---------- RECORDS TO USE

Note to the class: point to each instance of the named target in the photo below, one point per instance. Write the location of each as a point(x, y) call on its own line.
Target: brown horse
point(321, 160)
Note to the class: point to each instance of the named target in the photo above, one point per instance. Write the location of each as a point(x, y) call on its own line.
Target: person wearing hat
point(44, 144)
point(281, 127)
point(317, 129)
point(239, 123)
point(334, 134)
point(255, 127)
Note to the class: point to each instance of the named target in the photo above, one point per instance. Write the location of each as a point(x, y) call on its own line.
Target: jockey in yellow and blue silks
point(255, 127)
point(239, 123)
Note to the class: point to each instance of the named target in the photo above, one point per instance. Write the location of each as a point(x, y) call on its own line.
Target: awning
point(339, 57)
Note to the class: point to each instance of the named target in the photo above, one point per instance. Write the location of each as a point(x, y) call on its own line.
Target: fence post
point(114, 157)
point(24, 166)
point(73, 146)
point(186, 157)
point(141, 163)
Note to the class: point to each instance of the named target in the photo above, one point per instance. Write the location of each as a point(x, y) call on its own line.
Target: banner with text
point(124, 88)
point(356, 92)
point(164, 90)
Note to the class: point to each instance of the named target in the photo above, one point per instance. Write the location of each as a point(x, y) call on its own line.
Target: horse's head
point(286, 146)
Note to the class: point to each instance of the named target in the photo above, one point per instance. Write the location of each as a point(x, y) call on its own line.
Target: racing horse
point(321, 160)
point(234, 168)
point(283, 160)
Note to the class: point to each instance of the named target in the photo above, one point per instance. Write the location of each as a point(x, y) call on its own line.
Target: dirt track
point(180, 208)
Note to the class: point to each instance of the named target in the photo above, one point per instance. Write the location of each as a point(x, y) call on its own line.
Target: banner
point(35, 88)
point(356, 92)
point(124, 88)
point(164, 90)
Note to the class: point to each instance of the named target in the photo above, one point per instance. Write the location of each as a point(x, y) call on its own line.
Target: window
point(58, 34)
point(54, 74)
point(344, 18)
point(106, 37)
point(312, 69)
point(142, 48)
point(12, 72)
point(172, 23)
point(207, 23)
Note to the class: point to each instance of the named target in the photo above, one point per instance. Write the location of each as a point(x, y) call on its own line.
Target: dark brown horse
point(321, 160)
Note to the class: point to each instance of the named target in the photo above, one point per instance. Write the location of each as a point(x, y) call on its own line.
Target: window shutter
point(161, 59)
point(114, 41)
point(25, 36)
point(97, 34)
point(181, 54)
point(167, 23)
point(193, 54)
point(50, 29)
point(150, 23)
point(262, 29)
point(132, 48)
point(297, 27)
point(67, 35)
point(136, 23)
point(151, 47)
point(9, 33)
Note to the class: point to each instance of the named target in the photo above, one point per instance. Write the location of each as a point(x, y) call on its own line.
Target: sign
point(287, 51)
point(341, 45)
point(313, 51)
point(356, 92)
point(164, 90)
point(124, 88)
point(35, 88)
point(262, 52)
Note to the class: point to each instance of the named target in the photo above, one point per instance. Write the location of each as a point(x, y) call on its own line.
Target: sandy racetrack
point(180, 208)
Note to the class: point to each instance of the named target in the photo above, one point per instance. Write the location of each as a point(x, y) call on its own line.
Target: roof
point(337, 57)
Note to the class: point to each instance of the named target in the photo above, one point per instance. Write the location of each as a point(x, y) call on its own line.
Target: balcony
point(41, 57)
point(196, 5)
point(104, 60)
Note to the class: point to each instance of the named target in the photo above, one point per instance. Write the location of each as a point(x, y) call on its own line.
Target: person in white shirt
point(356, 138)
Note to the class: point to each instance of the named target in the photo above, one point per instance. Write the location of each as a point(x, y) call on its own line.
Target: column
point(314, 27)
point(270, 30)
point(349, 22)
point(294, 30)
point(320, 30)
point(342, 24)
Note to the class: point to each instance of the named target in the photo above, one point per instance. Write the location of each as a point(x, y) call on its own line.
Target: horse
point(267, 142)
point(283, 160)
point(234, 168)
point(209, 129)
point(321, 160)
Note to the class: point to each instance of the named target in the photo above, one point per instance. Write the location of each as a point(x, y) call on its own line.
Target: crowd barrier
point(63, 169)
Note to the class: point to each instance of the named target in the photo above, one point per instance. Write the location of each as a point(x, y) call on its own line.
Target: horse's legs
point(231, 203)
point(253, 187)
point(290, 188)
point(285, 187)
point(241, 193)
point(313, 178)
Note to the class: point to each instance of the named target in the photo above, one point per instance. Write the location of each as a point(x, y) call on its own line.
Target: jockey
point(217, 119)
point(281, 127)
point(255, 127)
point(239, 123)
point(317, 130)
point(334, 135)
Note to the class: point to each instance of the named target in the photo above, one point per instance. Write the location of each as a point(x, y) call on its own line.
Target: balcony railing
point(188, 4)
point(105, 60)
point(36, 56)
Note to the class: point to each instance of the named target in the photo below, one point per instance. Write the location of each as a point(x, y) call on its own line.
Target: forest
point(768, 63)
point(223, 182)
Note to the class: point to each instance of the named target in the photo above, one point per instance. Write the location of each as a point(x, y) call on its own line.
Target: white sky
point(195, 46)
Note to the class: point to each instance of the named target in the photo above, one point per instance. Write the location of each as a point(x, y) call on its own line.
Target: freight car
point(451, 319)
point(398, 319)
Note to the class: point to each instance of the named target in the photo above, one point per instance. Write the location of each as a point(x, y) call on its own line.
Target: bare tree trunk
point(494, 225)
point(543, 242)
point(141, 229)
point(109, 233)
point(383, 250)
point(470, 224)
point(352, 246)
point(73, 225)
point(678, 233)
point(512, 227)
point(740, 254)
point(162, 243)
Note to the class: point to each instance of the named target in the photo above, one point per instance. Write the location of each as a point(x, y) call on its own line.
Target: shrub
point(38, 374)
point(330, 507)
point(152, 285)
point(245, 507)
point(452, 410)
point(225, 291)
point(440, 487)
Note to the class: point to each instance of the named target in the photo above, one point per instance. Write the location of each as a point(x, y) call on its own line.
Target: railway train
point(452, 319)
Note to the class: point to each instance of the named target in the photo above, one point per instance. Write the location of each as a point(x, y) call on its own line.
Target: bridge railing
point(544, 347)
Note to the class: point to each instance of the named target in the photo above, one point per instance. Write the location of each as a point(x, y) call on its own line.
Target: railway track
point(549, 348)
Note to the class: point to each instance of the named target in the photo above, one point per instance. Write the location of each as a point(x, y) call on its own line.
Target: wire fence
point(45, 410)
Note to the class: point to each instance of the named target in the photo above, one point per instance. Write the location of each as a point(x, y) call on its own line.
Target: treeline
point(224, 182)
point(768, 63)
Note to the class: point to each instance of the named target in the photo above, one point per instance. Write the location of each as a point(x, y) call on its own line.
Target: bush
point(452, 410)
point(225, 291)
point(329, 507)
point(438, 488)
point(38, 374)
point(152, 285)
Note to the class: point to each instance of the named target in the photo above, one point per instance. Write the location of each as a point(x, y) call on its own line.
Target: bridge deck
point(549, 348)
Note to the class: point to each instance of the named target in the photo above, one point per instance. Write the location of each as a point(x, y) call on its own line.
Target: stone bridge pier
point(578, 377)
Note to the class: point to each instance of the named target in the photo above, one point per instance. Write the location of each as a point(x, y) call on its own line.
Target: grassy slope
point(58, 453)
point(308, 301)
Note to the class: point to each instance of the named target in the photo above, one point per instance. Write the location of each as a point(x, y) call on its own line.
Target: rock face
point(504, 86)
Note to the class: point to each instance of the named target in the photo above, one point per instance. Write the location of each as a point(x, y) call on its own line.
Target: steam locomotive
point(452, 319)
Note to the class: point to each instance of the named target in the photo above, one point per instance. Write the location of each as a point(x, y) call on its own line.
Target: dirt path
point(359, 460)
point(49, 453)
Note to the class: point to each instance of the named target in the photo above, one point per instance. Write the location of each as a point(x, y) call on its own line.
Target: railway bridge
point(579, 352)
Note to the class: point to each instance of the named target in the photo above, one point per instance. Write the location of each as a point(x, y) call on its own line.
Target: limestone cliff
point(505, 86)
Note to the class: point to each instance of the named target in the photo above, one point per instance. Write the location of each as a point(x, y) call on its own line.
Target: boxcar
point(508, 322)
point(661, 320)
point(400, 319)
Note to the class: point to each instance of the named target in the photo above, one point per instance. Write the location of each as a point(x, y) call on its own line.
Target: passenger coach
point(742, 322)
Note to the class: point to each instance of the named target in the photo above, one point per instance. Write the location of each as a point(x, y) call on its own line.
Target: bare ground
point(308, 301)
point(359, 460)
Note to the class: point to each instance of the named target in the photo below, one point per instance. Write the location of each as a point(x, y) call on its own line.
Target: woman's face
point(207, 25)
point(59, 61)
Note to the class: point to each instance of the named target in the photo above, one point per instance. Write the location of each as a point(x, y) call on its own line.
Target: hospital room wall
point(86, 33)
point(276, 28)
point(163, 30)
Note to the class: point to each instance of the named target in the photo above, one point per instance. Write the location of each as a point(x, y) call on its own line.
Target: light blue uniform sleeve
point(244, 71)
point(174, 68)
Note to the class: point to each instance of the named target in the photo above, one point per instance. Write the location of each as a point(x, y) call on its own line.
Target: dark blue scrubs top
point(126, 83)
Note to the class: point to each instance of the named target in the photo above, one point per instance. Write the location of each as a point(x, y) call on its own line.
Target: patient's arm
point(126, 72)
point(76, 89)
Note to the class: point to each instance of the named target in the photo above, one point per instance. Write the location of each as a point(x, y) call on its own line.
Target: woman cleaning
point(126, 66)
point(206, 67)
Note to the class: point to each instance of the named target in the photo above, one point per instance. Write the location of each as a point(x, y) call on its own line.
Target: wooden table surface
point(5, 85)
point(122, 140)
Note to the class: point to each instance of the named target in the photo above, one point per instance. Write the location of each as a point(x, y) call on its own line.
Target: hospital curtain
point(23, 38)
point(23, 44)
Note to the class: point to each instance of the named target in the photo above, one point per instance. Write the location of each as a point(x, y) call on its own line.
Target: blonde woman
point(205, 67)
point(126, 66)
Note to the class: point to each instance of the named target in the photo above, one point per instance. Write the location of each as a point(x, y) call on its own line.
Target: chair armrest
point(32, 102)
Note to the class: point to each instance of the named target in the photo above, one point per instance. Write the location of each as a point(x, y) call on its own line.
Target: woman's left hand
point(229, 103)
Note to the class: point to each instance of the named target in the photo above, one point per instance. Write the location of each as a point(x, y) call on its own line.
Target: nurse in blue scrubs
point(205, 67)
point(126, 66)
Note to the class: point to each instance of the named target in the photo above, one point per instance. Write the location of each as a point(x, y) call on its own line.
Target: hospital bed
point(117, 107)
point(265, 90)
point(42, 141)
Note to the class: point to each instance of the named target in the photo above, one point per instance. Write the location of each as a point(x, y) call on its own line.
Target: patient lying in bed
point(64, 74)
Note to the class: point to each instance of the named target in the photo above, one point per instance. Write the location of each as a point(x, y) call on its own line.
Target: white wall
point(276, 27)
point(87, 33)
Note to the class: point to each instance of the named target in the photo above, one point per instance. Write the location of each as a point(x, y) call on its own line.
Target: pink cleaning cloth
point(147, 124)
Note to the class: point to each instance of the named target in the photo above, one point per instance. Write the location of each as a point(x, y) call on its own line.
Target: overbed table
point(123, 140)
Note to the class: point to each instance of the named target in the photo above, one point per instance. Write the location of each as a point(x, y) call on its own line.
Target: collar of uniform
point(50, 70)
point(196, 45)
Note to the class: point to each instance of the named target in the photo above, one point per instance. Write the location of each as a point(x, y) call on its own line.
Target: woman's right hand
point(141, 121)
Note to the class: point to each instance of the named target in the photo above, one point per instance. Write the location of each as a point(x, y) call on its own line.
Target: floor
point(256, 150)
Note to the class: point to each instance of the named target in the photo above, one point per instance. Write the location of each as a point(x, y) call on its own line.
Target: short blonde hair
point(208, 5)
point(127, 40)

--------------------

● **GOAL**: Please list every line in the records above that contains the word "brown", copying each one in full.

● **SOLUTION**:
Target: brown horse
Target: dark brown horse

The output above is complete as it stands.